Task set
• A. For each statement below, say yes or no depending on whether the passage on animal experimentation agrees with it, and quote the words that decide it. (i) Most of the victims of Unit 731 were Russian. (ii) The passage says animal rights are currently in the "abolitionist" stage. (iii) The victims of Unit 731 included babies born inside the compound.
• B. In the passage on animal experimentation, what less politically correct term is offered for "uncomfortable paths"?
• C. Carry on the passage on animal experimentation past its final sentence, keeping its argument and tone.

Source document
== Segment start ==

The question is whether, as a community (not just one person in a small charity) it is really a reasonable decision to close off avenues of investigation (as multiple charities do) because we fear uncomfortable paths?
"Uncomfortable paths" is doing a lot of heavy lifting here. The less politically correct terminology would probably be "torture".
It's easy to look at animals as an outgroup to justify pursuing all available avenues of investigation.
Similarly, when it was easier to view ethnically different humans as an outgroup, we had situations like
Unit 731, a horrific Japanese WWII-era human experimentation research lab, which probably did produce some medical insights that helped some people:
Experiments included disease injections, controlled dehydration,
biological weapons testing,
hypobaric pressure chamber testing,
vivisection,
organ harvesting,
amputation, and standard weapons testing. Victims included not only kidnapped men, women (including pregnant women) and children but also babies born from the systemic
rape perpetrated by the staff inside the compound. The victims also came from different nationalities, with the majority being Chinese and a significant minority being
Russian.
Society is advancing morally. 300 years ago, black people were less than white people in the Americas and could be tortured for economic progress. Today, that attitude is vanishing, but animals are still viewed as less than, although we're currently in the "abolitionist" stage of animal rights, with animal welfare groups and veganism gaining popularity.

== Segment end ==

Source information
== Segment start ==

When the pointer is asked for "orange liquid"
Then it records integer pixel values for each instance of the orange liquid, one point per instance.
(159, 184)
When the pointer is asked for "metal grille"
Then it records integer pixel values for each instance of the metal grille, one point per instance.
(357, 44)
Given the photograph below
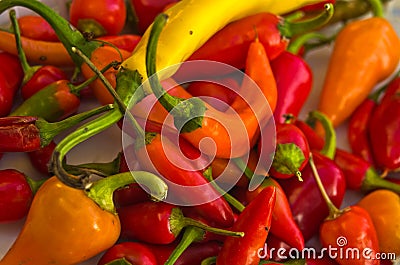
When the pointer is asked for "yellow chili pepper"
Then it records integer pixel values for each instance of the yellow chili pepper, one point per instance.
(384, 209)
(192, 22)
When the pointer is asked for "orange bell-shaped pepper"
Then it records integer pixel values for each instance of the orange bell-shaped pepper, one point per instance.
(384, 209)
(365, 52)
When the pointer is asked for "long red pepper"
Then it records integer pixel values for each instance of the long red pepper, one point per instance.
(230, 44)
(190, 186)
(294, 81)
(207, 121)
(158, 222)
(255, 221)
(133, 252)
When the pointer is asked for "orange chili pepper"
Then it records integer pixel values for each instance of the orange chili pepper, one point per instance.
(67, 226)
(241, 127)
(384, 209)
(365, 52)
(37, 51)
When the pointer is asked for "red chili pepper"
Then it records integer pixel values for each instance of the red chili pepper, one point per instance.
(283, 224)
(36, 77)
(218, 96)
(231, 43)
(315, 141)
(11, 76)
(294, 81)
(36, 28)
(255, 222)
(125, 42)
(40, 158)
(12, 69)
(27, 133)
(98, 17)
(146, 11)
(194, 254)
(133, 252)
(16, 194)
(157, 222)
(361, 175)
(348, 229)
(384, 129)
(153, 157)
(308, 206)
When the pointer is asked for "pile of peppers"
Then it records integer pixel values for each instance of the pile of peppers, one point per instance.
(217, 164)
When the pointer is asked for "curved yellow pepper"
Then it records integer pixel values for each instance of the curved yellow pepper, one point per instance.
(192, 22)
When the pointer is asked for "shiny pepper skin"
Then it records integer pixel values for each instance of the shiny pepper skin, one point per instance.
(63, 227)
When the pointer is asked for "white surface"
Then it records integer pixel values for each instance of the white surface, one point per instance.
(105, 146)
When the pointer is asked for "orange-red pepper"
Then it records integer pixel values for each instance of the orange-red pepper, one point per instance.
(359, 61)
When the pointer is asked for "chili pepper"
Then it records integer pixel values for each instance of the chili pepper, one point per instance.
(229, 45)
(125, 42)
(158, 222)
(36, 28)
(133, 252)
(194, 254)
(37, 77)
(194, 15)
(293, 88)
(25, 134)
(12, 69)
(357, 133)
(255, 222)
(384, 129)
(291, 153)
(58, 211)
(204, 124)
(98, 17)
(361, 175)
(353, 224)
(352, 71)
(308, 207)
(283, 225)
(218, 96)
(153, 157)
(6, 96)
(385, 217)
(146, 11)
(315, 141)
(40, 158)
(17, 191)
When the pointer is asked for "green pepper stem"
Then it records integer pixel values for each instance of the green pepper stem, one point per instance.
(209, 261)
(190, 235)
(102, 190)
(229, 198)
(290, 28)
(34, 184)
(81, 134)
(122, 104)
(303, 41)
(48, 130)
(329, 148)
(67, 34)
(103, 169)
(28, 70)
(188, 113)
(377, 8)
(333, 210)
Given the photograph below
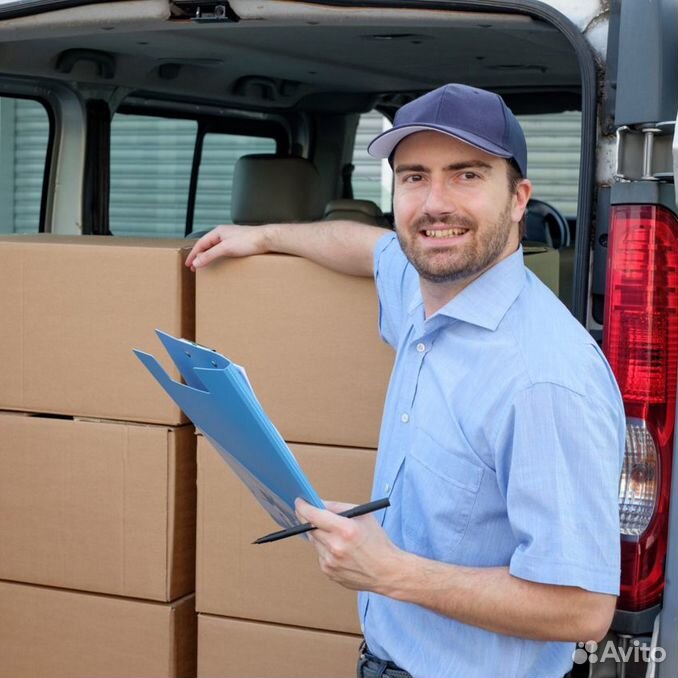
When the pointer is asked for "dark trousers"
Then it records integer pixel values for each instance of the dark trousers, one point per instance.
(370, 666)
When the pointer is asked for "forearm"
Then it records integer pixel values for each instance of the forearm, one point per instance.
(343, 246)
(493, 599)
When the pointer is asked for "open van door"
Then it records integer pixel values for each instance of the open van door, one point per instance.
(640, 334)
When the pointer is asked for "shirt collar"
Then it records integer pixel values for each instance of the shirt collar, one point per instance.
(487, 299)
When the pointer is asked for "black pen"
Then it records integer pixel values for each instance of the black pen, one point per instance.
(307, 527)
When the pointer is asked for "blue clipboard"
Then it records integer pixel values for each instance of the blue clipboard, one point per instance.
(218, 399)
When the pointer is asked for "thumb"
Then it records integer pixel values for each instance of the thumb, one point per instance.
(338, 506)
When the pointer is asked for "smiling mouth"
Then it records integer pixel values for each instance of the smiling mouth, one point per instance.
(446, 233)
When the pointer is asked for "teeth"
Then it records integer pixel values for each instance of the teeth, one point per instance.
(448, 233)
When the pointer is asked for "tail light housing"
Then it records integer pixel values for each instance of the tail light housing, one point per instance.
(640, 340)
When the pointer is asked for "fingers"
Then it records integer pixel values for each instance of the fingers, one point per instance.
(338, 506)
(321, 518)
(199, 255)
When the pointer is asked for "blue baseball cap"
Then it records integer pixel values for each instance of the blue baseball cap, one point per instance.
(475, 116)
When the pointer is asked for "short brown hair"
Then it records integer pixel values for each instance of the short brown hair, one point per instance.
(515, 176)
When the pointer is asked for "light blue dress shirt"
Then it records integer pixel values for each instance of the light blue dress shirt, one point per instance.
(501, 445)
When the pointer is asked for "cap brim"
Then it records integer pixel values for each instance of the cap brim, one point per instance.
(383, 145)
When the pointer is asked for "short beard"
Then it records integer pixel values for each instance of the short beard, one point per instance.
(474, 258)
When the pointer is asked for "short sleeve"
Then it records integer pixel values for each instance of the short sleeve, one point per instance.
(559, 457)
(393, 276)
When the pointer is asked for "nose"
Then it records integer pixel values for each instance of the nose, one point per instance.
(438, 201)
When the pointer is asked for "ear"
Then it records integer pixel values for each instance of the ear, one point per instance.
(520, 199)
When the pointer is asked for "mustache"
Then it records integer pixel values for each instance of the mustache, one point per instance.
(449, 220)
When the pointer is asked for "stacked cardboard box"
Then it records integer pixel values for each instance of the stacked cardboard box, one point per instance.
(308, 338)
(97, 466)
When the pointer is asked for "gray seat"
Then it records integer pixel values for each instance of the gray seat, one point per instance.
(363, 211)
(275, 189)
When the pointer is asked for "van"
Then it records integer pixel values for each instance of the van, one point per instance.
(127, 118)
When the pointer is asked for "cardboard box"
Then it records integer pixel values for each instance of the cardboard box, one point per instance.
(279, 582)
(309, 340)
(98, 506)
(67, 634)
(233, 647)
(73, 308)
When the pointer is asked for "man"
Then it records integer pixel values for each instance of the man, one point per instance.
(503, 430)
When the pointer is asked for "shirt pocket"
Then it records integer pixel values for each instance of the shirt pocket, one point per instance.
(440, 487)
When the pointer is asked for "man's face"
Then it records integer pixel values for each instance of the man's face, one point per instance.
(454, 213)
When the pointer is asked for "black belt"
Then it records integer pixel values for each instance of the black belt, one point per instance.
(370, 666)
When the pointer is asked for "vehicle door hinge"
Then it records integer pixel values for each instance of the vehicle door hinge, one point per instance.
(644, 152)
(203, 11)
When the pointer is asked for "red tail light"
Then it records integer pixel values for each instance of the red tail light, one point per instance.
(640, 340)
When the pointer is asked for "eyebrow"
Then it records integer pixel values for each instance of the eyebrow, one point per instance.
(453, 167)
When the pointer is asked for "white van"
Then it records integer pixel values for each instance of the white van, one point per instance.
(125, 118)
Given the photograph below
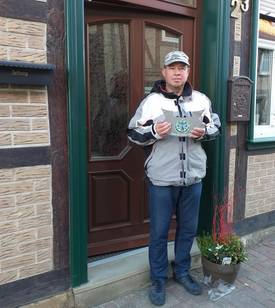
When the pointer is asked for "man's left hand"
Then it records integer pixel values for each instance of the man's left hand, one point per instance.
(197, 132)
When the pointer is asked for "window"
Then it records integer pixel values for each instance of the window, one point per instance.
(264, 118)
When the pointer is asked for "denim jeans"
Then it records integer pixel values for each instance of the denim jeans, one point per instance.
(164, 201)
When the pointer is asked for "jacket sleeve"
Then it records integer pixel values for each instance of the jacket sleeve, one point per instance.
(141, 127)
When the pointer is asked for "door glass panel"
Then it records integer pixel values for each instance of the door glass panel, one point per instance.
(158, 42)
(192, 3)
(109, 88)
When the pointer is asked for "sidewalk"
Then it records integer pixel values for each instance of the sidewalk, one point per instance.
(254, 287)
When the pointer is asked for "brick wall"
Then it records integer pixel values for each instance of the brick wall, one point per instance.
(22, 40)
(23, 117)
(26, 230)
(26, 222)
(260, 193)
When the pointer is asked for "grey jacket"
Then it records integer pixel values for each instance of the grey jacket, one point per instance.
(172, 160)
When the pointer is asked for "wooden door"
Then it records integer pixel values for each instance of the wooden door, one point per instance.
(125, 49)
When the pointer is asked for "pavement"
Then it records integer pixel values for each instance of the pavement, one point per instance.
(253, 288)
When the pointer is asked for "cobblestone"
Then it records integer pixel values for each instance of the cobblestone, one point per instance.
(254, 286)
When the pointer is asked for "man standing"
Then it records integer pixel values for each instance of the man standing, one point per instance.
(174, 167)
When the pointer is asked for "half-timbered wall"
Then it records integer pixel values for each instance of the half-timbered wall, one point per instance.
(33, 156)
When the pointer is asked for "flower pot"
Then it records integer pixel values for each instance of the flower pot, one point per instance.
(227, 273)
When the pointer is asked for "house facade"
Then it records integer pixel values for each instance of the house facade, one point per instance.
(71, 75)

== Segment end ==
== Segment start ==

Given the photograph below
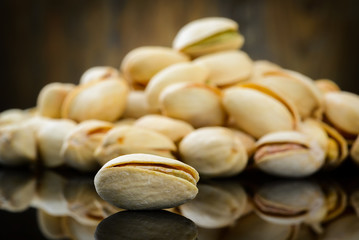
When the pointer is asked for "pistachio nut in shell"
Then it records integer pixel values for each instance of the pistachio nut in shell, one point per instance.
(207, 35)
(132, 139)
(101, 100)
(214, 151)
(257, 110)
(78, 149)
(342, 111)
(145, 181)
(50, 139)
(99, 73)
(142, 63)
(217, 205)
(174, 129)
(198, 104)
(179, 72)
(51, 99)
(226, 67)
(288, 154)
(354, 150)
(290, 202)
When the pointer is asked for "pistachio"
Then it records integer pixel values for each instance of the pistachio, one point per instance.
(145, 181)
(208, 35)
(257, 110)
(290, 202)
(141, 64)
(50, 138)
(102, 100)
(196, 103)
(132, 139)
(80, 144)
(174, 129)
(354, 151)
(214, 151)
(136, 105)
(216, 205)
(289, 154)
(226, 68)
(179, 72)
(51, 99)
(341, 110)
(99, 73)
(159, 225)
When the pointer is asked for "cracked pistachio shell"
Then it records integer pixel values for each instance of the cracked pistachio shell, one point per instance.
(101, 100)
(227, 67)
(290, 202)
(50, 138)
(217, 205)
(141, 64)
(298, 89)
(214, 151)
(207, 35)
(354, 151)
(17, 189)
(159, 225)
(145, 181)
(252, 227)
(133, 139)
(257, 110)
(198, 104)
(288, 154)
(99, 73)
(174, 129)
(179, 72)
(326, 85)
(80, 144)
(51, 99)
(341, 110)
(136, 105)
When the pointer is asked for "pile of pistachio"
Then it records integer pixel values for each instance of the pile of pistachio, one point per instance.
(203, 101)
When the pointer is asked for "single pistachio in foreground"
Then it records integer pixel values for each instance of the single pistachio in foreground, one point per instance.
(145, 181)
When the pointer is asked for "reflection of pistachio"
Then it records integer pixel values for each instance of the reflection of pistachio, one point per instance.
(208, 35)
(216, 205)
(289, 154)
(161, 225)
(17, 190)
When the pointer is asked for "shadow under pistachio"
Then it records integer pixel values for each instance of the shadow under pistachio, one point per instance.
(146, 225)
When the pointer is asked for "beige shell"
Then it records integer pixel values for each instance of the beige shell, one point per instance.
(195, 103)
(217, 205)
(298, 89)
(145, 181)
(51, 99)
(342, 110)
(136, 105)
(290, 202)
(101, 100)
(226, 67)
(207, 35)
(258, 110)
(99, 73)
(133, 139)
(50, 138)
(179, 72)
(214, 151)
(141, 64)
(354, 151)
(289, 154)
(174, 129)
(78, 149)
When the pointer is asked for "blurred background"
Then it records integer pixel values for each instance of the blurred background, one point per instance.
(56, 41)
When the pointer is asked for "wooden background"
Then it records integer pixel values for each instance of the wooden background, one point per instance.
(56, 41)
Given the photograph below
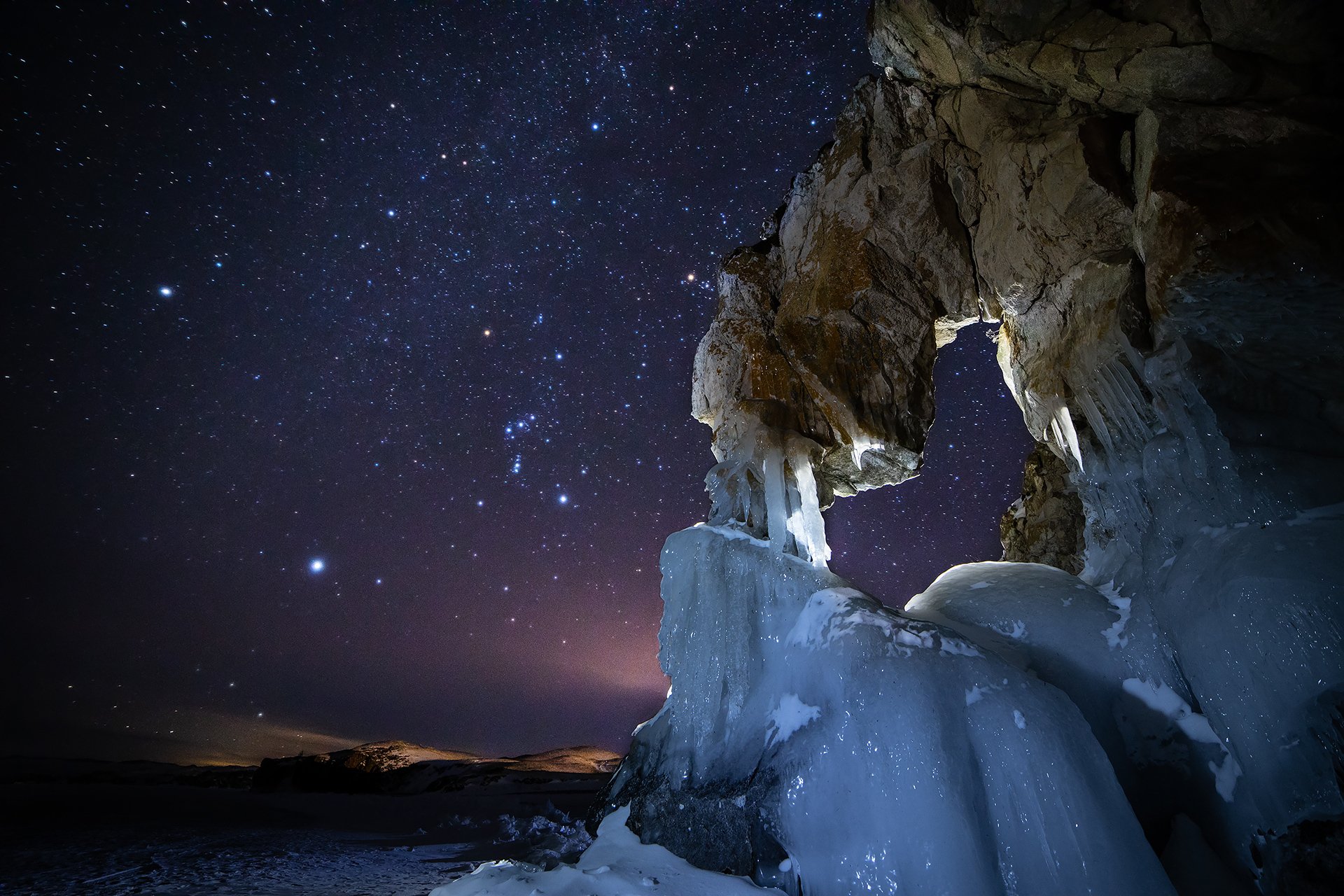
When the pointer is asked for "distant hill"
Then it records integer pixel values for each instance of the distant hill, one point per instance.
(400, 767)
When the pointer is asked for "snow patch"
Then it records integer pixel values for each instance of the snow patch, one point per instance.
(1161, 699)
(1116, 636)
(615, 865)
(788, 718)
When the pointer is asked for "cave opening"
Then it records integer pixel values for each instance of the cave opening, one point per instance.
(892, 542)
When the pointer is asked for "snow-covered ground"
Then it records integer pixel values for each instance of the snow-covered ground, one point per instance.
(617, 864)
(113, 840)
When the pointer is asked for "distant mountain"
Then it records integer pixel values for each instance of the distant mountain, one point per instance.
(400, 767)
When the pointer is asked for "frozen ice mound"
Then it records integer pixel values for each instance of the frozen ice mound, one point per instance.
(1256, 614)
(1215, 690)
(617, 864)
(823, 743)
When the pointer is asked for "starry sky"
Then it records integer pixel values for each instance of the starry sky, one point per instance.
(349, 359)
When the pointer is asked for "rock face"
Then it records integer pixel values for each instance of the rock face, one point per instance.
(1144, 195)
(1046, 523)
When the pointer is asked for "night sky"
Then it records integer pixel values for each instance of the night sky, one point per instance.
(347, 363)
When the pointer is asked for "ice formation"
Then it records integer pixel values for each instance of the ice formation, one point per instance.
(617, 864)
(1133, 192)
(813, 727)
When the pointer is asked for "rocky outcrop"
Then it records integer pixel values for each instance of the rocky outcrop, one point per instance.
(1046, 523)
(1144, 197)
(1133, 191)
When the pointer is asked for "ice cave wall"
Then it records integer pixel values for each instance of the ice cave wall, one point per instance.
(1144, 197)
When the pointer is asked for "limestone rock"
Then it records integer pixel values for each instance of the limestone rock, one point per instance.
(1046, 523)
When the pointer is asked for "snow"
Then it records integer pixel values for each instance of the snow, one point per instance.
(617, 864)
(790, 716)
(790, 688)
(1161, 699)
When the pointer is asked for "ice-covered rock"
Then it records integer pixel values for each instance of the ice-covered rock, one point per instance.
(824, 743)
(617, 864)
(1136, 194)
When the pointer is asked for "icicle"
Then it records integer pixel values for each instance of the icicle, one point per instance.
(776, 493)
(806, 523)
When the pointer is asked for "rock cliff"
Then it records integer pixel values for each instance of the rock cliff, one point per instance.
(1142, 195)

== Segment end ==
== Segment start ==

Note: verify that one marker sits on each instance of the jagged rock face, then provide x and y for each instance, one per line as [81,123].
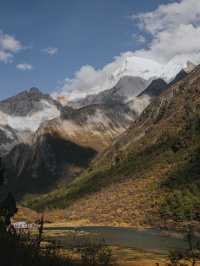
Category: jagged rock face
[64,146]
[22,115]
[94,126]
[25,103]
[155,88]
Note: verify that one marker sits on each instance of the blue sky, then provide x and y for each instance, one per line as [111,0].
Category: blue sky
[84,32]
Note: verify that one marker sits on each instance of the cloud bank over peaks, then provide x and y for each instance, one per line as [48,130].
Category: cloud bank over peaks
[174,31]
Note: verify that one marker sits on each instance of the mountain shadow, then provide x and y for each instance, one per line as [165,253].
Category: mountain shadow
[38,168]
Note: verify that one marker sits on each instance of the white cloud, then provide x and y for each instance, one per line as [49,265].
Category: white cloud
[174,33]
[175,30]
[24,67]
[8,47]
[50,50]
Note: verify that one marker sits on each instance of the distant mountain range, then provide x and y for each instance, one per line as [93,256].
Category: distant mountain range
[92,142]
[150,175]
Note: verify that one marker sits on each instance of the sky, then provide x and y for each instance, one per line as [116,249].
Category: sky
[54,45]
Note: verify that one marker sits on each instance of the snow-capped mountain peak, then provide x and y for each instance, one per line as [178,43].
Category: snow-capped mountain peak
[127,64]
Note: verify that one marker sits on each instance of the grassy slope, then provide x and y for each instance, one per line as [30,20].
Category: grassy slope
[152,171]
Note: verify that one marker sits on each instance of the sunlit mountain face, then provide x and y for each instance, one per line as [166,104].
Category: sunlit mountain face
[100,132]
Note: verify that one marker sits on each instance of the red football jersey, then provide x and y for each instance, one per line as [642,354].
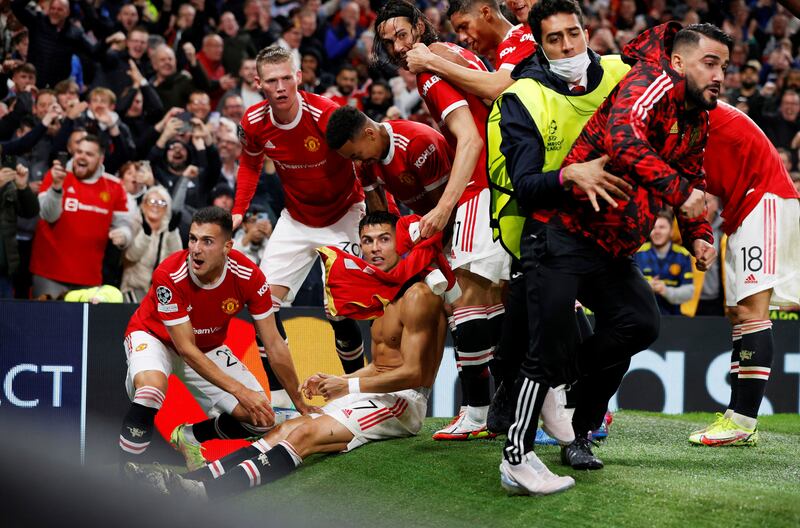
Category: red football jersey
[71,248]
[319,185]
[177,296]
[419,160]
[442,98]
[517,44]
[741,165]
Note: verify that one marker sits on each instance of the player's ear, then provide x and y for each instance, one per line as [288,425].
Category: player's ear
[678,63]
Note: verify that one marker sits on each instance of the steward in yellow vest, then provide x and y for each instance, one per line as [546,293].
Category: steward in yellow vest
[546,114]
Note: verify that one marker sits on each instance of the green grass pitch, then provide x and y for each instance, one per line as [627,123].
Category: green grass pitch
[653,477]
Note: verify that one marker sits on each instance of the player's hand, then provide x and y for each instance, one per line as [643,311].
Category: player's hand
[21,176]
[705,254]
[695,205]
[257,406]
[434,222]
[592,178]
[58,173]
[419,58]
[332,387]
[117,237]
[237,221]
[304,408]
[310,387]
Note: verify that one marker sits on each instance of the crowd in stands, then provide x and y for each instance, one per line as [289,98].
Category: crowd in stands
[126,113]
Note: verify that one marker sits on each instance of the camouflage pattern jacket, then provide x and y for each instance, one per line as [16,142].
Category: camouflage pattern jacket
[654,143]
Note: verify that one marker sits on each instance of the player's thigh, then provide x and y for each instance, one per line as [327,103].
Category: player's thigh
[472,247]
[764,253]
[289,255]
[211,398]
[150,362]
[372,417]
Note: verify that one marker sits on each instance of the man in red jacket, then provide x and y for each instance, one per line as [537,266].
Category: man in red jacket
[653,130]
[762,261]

== Segment end ==

Answers to each task
• A.
(i) No: "with the majority being Chinese and a significant minority being Russian."
(ii) Yes: "we're currently in the "abolitionist" stage of animal rights"
(iii) Yes: "babies born from the systemic rape perpetrated by the staff inside the compound"

• B. "Torture."

• C.
And regarding veganism, which you brought up earlier as if it's a binary:
essentially boils down to the simple question of “are you vegan”?
It's not. No one is abstaining from harming every single animal. Otherwise they couldn't buy a single thing, as supply chains are insanely complicated. Was the seat of the truck made of cow leather that delivered the plastic to the synthetic leather boot factory? They couldn't even walk outside for fear of stepping on a bug.
Someone who eats meat, but doesn't buy useless fur coats, is more "vegan" than someone that does.
It's a spectrum of what people are able to do and where the individuals feel the benefit-harm line is.
I think giving a mouse long covid, forcing it to swim to exhaustion in terror with no escape, then eventually suffocating it with a panic inducing gas, would easily fit on one side of the benefit-harm line, if one thinks an animal that can feel pain matters as much as a human that can feel pain. Which, if one doesn't, I think is a matter of convenience, because it allows the above to be justified.